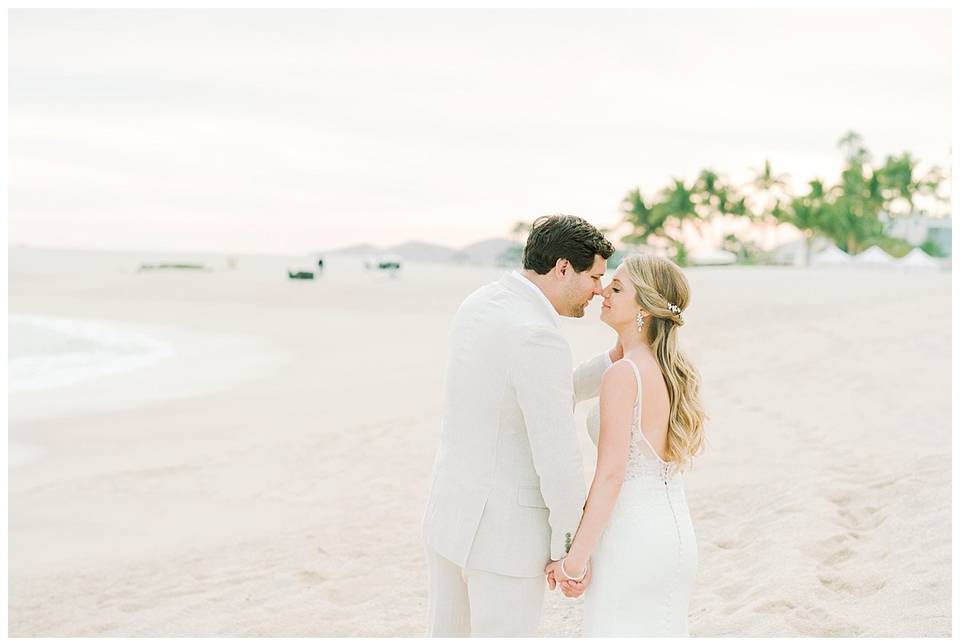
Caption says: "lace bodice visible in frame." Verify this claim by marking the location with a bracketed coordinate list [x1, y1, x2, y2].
[586, 359, 680, 484]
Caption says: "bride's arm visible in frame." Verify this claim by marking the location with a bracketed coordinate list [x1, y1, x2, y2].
[559, 361, 635, 578]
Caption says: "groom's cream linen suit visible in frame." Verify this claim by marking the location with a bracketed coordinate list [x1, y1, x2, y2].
[423, 271, 611, 637]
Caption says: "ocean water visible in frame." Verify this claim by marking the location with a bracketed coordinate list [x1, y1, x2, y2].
[8, 314, 176, 393]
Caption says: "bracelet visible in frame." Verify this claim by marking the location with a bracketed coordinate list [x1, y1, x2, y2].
[559, 558, 587, 581]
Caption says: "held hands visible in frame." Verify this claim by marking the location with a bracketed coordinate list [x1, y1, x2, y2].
[545, 558, 592, 599]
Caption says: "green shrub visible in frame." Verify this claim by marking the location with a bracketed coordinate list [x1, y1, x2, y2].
[919, 239, 946, 258]
[866, 235, 913, 258]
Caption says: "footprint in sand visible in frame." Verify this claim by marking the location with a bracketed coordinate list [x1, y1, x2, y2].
[867, 474, 905, 490]
[323, 585, 375, 606]
[799, 532, 856, 563]
[822, 547, 855, 567]
[817, 571, 887, 597]
[299, 570, 327, 584]
[776, 503, 802, 515]
[753, 599, 796, 614]
[827, 491, 854, 508]
[714, 538, 739, 550]
[837, 505, 886, 531]
[787, 604, 862, 636]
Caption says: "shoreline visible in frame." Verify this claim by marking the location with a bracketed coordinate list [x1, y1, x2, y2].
[9, 313, 177, 393]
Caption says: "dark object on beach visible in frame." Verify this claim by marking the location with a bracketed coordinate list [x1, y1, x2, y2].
[317, 258, 325, 270]
[138, 263, 208, 271]
[364, 254, 403, 271]
[287, 270, 315, 280]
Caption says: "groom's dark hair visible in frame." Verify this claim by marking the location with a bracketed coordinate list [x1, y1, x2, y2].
[523, 215, 615, 274]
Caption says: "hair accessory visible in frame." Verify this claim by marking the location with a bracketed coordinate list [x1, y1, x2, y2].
[667, 303, 683, 321]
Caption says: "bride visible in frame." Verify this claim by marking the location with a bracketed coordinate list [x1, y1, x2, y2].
[546, 254, 707, 637]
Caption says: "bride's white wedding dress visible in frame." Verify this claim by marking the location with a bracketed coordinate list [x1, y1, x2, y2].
[582, 359, 698, 637]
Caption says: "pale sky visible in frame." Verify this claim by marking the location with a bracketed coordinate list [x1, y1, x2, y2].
[8, 9, 952, 254]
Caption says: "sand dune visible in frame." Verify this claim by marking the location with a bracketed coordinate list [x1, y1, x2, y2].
[8, 249, 951, 636]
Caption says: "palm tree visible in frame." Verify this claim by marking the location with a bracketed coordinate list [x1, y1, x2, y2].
[877, 152, 947, 219]
[780, 178, 831, 266]
[820, 152, 885, 254]
[694, 168, 745, 252]
[838, 130, 872, 165]
[656, 178, 702, 262]
[620, 181, 700, 263]
[620, 187, 666, 245]
[749, 159, 791, 248]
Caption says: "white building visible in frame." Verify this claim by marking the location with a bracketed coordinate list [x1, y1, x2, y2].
[882, 212, 952, 256]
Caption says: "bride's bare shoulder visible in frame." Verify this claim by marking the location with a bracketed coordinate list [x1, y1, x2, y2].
[600, 359, 638, 395]
[620, 352, 668, 396]
[601, 359, 636, 382]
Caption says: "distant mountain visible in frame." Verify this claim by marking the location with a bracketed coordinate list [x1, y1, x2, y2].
[388, 241, 456, 263]
[453, 238, 522, 265]
[318, 243, 380, 256]
[317, 237, 520, 265]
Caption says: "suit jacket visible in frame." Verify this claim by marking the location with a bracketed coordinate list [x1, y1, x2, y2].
[422, 271, 611, 578]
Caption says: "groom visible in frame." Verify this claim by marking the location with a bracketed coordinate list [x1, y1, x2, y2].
[422, 215, 619, 636]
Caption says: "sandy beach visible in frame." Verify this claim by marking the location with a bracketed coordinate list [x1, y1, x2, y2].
[7, 247, 951, 637]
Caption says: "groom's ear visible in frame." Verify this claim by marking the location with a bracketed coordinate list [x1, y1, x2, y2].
[555, 258, 570, 277]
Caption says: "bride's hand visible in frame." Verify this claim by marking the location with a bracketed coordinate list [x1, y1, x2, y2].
[545, 559, 591, 598]
[560, 562, 591, 598]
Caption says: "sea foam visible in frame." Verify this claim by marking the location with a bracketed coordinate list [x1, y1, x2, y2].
[8, 314, 176, 393]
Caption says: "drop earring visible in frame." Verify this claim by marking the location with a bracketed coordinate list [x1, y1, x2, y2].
[635, 312, 644, 333]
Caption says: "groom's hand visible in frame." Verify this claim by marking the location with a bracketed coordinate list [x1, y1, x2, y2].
[609, 338, 623, 363]
[545, 560, 561, 590]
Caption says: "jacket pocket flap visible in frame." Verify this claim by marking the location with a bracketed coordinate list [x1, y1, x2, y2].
[517, 487, 547, 509]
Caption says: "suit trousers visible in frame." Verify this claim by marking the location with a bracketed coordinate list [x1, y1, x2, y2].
[425, 545, 545, 637]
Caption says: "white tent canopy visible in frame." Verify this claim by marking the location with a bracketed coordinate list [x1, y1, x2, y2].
[689, 249, 738, 266]
[771, 237, 833, 266]
[811, 244, 853, 266]
[897, 247, 940, 270]
[856, 246, 895, 265]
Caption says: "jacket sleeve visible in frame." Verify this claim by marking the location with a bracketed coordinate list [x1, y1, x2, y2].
[511, 326, 587, 561]
[573, 351, 614, 403]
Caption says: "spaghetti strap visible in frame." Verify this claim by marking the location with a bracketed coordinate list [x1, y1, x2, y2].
[621, 358, 670, 466]
[621, 358, 643, 414]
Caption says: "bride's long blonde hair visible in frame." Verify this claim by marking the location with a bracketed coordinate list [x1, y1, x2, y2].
[622, 254, 707, 469]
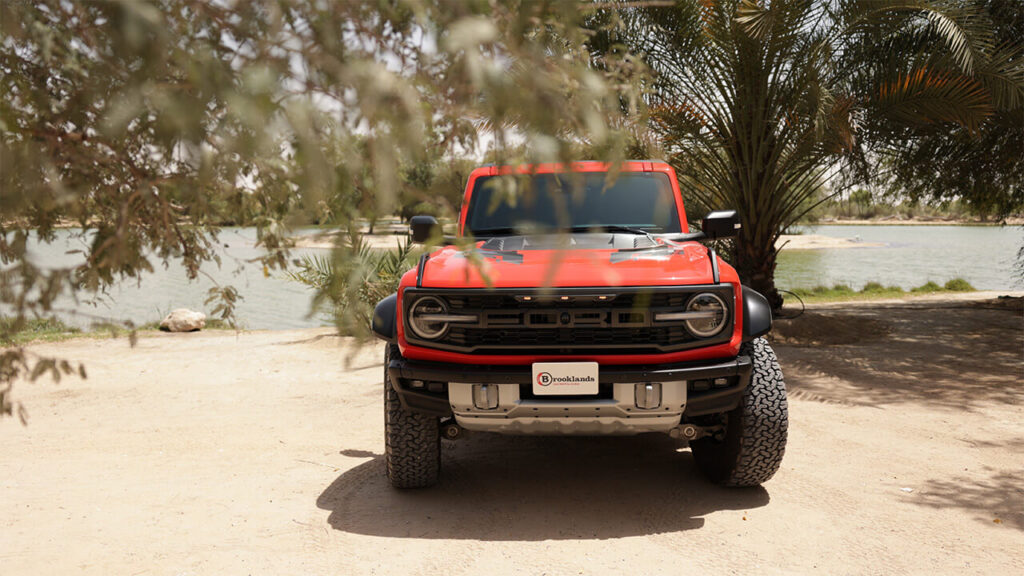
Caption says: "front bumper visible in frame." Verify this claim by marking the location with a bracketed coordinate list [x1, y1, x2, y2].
[387, 355, 752, 433]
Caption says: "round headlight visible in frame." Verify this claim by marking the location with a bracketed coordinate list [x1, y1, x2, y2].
[685, 293, 728, 337]
[409, 296, 449, 340]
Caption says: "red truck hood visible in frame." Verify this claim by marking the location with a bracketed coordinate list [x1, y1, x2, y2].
[416, 239, 718, 289]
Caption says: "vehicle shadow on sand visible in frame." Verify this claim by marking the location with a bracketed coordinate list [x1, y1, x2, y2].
[318, 433, 768, 540]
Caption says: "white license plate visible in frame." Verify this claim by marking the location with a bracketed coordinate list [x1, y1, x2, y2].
[531, 362, 599, 395]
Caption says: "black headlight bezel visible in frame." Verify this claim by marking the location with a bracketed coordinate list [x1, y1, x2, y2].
[683, 292, 729, 338]
[407, 295, 451, 340]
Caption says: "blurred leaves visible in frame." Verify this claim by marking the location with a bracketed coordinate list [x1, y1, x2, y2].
[0, 0, 646, 415]
[205, 285, 242, 328]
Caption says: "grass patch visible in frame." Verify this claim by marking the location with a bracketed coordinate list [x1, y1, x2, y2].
[2, 315, 236, 345]
[787, 278, 975, 303]
[0, 317, 82, 345]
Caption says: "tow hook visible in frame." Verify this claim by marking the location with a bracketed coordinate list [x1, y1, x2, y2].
[670, 423, 721, 441]
[441, 420, 464, 441]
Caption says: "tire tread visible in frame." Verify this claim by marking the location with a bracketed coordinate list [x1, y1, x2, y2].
[691, 337, 788, 487]
[384, 344, 440, 488]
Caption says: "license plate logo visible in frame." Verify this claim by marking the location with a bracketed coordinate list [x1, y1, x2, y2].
[531, 362, 599, 395]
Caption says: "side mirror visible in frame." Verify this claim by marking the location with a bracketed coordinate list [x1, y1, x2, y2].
[701, 210, 741, 240]
[409, 214, 440, 244]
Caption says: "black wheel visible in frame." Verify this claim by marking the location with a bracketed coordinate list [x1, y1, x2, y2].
[384, 344, 440, 488]
[690, 337, 788, 487]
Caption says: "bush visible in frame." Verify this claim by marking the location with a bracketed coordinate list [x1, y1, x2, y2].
[943, 278, 975, 292]
[911, 281, 943, 293]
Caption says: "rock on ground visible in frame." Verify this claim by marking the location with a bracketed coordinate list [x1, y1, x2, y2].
[159, 308, 206, 332]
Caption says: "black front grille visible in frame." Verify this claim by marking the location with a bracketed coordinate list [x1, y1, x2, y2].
[445, 292, 689, 311]
[404, 286, 733, 355]
[447, 326, 689, 347]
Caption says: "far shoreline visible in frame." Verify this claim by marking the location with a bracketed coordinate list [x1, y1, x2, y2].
[803, 217, 1023, 227]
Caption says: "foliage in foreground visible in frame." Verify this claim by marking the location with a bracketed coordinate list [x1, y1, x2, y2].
[0, 0, 646, 416]
[1, 316, 85, 422]
[3, 0, 1021, 421]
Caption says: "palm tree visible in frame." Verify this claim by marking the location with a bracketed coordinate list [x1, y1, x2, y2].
[287, 237, 418, 335]
[607, 0, 1023, 308]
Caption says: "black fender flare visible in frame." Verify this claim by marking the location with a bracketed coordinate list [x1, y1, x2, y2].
[741, 286, 772, 342]
[371, 293, 398, 342]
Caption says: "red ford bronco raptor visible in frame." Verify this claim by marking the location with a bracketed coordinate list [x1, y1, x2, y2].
[371, 161, 786, 488]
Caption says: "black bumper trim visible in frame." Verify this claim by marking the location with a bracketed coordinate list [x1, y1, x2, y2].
[685, 379, 748, 416]
[395, 387, 452, 416]
[388, 355, 751, 418]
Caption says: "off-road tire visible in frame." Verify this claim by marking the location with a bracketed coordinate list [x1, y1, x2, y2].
[384, 344, 440, 488]
[690, 337, 788, 487]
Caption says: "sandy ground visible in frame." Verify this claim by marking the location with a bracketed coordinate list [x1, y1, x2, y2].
[2, 295, 1022, 575]
[775, 234, 883, 250]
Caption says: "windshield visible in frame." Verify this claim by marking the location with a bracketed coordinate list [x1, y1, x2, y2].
[464, 172, 682, 236]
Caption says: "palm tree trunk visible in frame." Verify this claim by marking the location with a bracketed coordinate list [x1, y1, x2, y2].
[733, 230, 783, 311]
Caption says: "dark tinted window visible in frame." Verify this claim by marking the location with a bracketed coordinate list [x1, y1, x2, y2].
[465, 172, 681, 235]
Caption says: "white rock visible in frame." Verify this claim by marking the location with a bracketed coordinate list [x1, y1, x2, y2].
[159, 309, 206, 332]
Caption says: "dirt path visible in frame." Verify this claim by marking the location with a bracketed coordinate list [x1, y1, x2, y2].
[2, 297, 1022, 575]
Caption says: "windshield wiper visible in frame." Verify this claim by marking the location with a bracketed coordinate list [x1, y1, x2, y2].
[598, 225, 660, 236]
[565, 225, 660, 239]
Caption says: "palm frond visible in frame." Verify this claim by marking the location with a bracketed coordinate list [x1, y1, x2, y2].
[975, 40, 1024, 110]
[735, 0, 774, 41]
[594, 0, 1020, 305]
[874, 66, 993, 131]
[924, 7, 983, 74]
[287, 236, 417, 333]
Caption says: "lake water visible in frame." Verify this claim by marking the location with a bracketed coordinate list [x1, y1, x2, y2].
[775, 225, 1022, 292]
[16, 228, 328, 330]
[10, 225, 1021, 330]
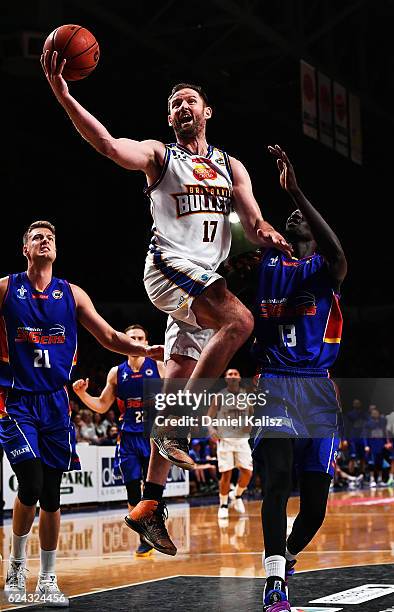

══════════

[Exercise brief] Your reply must hold only the lines from the line containing "tinted window visible" through the end of the records above, written out exactly, both ends included, with no pictures, please.

[Answer area]
Caption says: "dark tinted window visible in frame." Verify this claim by marking the location with a bracketed coordinate list [x1, y1, x2, y2].
[465, 172, 681, 235]
Caption says: "white rock visible in frame." Verify this claim by marking the location with a bracketed coordinate list [x1, y1, x2, y2].
[159, 309, 206, 332]
Caption says: "dirt path visible in frame." Verify this claim by marking the location with a bracketed coordinate list [x1, y1, x2, y2].
[2, 297, 1022, 575]
Caption says: "windshield wiper visible in frame." Verify this claim by marking the location with a bracketed coordinate list [x1, y1, x2, y2].
[598, 225, 660, 236]
[565, 225, 660, 239]
Caption says: "palm frond visible in frame." Verify this claim by marking the location with a bracketed coordinate list [x1, y1, x2, y2].
[975, 40, 1024, 110]
[735, 0, 774, 41]
[594, 0, 1020, 305]
[874, 66, 993, 131]
[924, 7, 983, 74]
[287, 236, 417, 333]
Caption says: "lake water visible in frame." Verify this claim by marking the location with a bracketed coordinate list [x1, y1, x2, y2].
[775, 225, 1022, 292]
[16, 228, 328, 330]
[10, 225, 1021, 330]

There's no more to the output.